__Source extract__

Wrong and by a huge factor which is why I asked for sources. This source [1] says 3% of children in the US are home schooled. This source [2] says about 3.5%. Even you could give a source that triples those number to 10%, you are are still completely wrong about "most".
> many people on this site went through the US educational system and would cite it as not preparing them for their adult lives
How many? Not only are you speaking for other people, but this is anecdote, not evidence. So far you have a sample size of one: yourself.
> not preparing them for their adult lives
That's partially a failure on the part of parents, not schools. Schools can only do so much. Their job is basic English and math literacy along with some exposure to STEM, perhaps a foreign language and other electives. A high school education will no longer prepare you for adult life, which is why so many countries offer affordable university education. So at the best you might be able to claim that the job of public schools is to prepare you for university. Which loads of public schools in the US are capable of doing. If you work hard in most high schools you can get into a good university.
Are there underperforming schools and especially in some states? For sure. And especially in poor areas. I agree that needs to be fixed. Unfortunately that's not unique to the US.
But if all of US public education is an abject failure like you claim, then you should be able to show how much better either home schooled kids do in life (adjusting for income of parents as causation) or how much better in life kids from other countries do. Lacking either of those, then public schools are doing a pretty good job at least relatively to all available options.

__Given data__

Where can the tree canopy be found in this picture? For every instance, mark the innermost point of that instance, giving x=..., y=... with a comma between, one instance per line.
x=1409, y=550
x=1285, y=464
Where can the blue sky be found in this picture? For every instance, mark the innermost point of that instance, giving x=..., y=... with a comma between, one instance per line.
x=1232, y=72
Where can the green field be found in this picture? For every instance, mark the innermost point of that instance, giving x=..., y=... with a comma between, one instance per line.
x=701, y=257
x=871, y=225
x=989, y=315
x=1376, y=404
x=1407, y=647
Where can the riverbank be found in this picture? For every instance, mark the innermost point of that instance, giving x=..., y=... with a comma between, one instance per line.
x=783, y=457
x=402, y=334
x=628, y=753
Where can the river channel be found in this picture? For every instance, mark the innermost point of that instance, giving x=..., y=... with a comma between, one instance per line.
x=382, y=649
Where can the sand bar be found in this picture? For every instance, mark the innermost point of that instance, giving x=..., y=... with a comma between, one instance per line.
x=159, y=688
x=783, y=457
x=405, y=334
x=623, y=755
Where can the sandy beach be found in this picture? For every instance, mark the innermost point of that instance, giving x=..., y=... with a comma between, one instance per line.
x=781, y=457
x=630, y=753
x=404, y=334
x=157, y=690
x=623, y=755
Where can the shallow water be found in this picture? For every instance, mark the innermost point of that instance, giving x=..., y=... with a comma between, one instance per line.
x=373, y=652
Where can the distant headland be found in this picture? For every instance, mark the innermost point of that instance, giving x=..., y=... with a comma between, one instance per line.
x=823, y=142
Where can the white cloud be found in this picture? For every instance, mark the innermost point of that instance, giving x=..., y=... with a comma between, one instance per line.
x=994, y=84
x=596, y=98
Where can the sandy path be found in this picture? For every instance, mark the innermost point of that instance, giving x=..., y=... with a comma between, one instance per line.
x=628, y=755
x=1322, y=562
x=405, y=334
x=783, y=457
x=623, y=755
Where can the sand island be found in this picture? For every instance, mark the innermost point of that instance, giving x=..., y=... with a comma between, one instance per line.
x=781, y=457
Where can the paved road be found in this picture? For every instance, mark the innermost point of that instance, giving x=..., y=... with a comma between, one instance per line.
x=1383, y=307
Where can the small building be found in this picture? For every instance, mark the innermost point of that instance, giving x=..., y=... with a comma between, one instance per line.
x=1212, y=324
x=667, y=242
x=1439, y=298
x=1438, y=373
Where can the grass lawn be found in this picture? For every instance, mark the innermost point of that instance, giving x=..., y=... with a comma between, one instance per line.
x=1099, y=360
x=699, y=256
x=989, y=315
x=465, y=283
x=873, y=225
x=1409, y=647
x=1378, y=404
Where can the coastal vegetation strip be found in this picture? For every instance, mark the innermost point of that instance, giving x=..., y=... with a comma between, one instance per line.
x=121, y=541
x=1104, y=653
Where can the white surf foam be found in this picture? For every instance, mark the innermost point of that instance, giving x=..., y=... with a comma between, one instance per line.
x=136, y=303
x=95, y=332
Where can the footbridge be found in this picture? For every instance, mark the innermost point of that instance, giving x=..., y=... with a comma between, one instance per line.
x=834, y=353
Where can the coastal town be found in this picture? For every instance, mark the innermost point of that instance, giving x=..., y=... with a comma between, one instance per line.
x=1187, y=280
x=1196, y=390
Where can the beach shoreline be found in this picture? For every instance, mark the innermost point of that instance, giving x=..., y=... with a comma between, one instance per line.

__Written tasks__
a. Retype the part of the comment on US public schools that opens with the words containing "Wrong and by" and closes with "of one: yourself.".
b. Continue the comment on home schooling and US public schools, starting after its last sentence.

__The results__
a.
Wrong and by a huge factor which is why I asked for sources. This source [1] says 3% of children in the US are home schooled. This source [2] says about 3.5%. Even you could give a source that triples those number to 10%, you are are still completely wrong about "most".
> many people on this site went through the US educational system and would cite it as not preparing them for their adult lives
How many? Not only are you speaking for other people, but this is anecdote, not evidence. So far you have a sample size of one: yourself.

b.
I repeat again: if it were so easy to beat public schools and provide a better service, everyone would already be doing it. It's not that easy. Just as one example, after accounting for the socioeconomic background of students, public school students scored higher than their private school peers on a federal math test [3]. Abject failure?
[1] https://nces.ed.gov/NAAL/lit_history.asp
[2] https://www2.ed.gov/about/offices/list/oii/nonpublic/statist...
You’re really digging in here, and seem to be taking personally something which seems plainly obvious to many successful people: school failed to prepare them for their professional lives, and in many cases school was a physiologically damaging, stifling experience. You keep trying to turn this into a relativistic argument, or think I am saying schools are an abject failure based upon data. This isn’t an argument based upon data, it’s an argument based upon a constellation of anecdotal data. The reason you see a lot of software engineers talking about this is because they see this as a problem, and many see it as a problem not because of data, but because they feel based on their own experiences of them and their children that something is very wrong with the way we educate the young.
Edit: also, you keep implying that I said fixing these problems would be easy. Where did I say that? My original post was literally a few words - I am generally disgusted when elitism enters threads on “hacker” news. Credentialism is stupid, and good ideas can come from anywhere, and often do come from people who have a deep talent stack beyond a narrow domain. Chastising people for having opinions on subjects they are under informed about is dumb - at worst, that’s an opportunity to (ironically) educate them. At best, their beginners mind may offer a chance to think differently.
Sure, I'll go with that. So we've got some percentage of 3% who see the school system as a failure. That's a tiny percentage. This is why data is important. I'll even agree that the real percentage of parents or graduates who think the school system is a failure is much higher. But how much higher?
> You’re really digging in here, and seem to be taking personally
Not at all. I'm interested in learning and I don't trust anecdote. I trust data. So I was hoping you have data but it seems like you won't ever have data because you're convinced that anecdote is enough. For some of us, it's not enough. We like data because we've seen anecdote paint a false reality far too many times.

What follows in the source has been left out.